— start —

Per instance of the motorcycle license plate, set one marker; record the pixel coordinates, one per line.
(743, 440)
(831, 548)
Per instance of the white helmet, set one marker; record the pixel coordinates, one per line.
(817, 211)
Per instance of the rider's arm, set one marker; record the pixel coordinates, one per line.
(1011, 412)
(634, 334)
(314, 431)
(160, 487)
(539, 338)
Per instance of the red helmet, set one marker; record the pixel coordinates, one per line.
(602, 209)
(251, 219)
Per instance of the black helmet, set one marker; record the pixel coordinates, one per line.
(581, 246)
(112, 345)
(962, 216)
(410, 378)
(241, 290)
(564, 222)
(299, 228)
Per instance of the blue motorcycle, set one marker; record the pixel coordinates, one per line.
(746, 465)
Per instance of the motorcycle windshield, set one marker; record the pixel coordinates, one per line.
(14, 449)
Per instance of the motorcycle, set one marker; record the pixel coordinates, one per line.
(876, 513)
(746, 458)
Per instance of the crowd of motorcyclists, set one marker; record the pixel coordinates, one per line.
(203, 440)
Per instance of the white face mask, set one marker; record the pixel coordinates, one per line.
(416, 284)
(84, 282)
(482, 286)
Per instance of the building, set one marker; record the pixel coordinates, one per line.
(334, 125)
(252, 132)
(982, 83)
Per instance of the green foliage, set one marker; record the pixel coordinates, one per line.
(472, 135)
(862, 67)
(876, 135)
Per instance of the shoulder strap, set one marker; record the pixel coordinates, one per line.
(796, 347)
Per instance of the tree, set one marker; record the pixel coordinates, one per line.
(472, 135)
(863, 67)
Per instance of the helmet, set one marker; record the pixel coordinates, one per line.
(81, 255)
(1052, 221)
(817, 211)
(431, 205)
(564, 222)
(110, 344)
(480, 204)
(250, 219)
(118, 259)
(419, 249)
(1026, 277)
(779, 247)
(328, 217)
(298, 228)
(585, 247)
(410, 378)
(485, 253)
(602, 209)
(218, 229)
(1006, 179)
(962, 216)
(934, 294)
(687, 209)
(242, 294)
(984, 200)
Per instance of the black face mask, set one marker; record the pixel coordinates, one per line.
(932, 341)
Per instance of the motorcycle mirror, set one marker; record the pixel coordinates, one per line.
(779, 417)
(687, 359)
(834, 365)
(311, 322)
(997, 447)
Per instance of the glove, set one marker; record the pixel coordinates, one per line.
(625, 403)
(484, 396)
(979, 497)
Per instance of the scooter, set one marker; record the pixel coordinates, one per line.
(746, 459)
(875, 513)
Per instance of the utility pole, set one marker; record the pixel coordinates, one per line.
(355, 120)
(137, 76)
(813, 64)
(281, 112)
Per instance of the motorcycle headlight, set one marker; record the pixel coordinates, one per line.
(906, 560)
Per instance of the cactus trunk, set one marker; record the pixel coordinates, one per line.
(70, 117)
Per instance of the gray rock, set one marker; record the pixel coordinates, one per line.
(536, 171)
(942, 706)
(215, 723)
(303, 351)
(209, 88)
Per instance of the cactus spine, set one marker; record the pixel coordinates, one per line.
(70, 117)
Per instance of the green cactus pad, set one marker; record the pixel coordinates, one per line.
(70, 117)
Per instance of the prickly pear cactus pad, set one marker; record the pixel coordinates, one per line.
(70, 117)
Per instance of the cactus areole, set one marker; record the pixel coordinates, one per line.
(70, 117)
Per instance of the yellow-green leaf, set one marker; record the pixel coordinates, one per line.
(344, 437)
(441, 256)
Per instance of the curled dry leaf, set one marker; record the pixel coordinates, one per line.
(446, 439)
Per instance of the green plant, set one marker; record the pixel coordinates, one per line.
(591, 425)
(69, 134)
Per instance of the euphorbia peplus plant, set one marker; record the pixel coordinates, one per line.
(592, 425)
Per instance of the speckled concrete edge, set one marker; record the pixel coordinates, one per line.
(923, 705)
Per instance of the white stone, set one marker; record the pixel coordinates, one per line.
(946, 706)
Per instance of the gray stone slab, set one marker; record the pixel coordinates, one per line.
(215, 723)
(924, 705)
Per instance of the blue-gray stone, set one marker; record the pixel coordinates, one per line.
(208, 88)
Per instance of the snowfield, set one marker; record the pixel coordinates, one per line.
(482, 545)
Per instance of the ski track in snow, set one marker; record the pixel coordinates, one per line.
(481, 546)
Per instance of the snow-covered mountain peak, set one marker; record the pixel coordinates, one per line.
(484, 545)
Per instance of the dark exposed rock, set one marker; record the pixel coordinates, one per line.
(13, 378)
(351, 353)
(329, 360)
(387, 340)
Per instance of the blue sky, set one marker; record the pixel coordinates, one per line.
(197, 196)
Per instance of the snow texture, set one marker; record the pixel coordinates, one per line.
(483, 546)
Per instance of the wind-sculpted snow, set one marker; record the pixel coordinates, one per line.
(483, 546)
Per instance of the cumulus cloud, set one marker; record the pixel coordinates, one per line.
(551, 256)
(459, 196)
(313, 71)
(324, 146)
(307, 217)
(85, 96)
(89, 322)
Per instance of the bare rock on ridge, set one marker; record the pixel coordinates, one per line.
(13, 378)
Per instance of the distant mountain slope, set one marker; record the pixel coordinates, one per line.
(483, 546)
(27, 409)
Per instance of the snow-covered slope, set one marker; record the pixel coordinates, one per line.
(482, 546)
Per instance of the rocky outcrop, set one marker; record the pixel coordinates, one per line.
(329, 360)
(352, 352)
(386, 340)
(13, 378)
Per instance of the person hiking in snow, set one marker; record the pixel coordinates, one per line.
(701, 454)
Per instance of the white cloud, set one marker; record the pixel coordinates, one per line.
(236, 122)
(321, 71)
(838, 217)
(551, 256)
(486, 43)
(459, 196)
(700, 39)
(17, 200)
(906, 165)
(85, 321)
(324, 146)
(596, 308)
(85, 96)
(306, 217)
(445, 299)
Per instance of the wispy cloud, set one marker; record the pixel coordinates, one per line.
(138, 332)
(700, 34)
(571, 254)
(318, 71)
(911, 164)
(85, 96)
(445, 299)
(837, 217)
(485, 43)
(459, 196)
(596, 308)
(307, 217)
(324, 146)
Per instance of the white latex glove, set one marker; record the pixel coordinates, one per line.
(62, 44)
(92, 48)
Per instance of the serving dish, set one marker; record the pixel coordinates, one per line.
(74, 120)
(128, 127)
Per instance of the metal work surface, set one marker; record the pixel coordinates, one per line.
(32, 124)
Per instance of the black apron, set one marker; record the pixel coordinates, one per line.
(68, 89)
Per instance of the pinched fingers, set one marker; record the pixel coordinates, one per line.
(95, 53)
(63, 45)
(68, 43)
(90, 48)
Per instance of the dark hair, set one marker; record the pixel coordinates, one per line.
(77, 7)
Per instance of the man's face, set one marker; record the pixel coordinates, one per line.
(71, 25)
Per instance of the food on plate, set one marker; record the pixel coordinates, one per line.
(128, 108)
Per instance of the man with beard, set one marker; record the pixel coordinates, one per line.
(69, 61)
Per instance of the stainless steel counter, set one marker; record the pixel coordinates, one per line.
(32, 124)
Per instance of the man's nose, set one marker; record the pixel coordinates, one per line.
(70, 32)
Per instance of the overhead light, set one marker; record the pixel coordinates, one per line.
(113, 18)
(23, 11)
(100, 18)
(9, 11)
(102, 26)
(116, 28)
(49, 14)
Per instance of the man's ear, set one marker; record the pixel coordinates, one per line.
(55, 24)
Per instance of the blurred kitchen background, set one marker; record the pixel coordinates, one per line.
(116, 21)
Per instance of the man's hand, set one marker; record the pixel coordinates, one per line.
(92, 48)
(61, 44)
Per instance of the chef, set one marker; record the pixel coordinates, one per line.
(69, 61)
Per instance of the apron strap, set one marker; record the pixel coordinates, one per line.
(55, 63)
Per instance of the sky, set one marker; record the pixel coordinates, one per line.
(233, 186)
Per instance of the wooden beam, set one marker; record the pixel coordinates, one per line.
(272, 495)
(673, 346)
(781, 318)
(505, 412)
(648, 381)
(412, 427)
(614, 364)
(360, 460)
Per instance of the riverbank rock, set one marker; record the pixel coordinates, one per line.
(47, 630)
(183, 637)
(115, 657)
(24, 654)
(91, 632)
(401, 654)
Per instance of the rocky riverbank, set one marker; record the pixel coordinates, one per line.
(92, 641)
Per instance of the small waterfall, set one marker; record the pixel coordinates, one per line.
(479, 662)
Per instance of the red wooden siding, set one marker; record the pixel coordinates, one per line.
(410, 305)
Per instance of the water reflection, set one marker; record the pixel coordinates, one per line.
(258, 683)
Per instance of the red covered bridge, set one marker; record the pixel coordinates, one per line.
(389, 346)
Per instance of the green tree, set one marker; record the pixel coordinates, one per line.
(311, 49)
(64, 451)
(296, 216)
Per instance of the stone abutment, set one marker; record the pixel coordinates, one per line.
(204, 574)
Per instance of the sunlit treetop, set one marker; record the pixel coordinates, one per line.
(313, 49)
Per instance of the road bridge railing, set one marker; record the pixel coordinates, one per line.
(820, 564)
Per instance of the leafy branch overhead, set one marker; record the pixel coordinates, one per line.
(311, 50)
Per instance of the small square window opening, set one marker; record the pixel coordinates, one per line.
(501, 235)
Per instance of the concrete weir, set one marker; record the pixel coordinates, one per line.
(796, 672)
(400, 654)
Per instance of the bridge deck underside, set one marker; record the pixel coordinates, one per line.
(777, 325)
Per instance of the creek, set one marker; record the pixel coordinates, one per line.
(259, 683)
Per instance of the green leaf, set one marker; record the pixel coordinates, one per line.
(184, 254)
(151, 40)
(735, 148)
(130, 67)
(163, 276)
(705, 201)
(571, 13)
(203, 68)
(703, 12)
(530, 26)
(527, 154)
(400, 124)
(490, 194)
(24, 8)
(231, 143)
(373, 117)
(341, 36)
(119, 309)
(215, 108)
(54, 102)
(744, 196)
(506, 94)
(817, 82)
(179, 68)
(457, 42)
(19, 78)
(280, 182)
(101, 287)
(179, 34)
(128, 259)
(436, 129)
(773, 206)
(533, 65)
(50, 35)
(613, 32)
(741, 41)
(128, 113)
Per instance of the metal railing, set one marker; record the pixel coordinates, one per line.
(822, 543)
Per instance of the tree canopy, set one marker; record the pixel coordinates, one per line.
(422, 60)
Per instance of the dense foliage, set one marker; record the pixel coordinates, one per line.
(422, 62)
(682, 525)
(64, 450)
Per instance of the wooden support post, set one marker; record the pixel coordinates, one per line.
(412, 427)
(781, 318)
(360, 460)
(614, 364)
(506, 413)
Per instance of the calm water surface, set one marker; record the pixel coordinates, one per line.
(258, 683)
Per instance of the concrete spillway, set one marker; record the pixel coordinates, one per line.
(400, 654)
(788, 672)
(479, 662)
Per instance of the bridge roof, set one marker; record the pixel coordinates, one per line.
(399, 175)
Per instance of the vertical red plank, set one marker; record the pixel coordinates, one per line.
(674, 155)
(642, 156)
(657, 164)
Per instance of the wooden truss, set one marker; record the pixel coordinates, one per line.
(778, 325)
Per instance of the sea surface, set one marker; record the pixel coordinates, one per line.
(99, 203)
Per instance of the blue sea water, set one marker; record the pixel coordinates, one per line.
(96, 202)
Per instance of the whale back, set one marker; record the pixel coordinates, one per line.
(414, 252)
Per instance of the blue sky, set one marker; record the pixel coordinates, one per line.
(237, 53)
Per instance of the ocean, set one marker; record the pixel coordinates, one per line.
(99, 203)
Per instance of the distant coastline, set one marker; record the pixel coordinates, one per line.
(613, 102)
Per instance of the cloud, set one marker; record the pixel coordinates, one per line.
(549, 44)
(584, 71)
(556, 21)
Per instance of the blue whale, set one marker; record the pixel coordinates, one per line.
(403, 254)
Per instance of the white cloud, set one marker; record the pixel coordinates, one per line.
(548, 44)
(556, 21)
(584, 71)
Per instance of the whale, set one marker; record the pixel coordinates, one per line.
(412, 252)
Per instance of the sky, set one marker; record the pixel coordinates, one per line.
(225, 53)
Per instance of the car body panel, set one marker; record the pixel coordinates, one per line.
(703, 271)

— end —

■ **TASK OBJECTIVE**
Repeat word for word the lines running from the line containing "Per instance of the concrete spillway, set" to the end of the entries above, inclusive.

■ **TASK SOLUTION**
Per instance of the concrete spillway, set one marker; record the pixel coordinates, one per line.
(400, 654)
(788, 672)
(479, 662)
Per instance of the bridge roof, set one marker; record the pixel coordinates, one per line.
(399, 175)
Per instance of the vertical red plank, set one marker; record the pixel coordinates, one per line.
(674, 155)
(642, 156)
(657, 164)
Per instance of the wooden truss, set one marker; record the pixel coordinates, one per line.
(778, 325)
Per instance of the sea surface, set one marker; record the pixel coordinates, one per line.
(99, 203)
Per instance of the blue sea water, set one marker; record the pixel coordinates, one per line.
(96, 202)
Per instance of the whale back, set one marker; record the pixel coordinates, one per line.
(414, 252)
Per instance of the blue sky, set one marker; record the pixel coordinates, one per line.
(237, 53)
Per instance of the ocean, set one marker; record the pixel coordinates, one per line.
(99, 203)
Per instance of the distant coastline, set one marker; record the pixel coordinates, one per line.
(613, 102)
Per instance of the cloud, set one marker; record the pixel coordinates, one per line.
(549, 44)
(584, 71)
(556, 21)
Per instance of the blue whale, set one marker; record the pixel coordinates, one per line.
(403, 254)
Per instance of the white cloud, set one marker; record the pixel coordinates, one per line.
(548, 44)
(556, 21)
(584, 71)
Per instance of the whale, set one marker; record the pixel coordinates, one per line.
(412, 252)
Per instance of the sky, set one marker; record the pixel coordinates, one per line.
(225, 53)
Per instance of the car body panel, set one marker; record the pixel coordinates, one per line.
(703, 271)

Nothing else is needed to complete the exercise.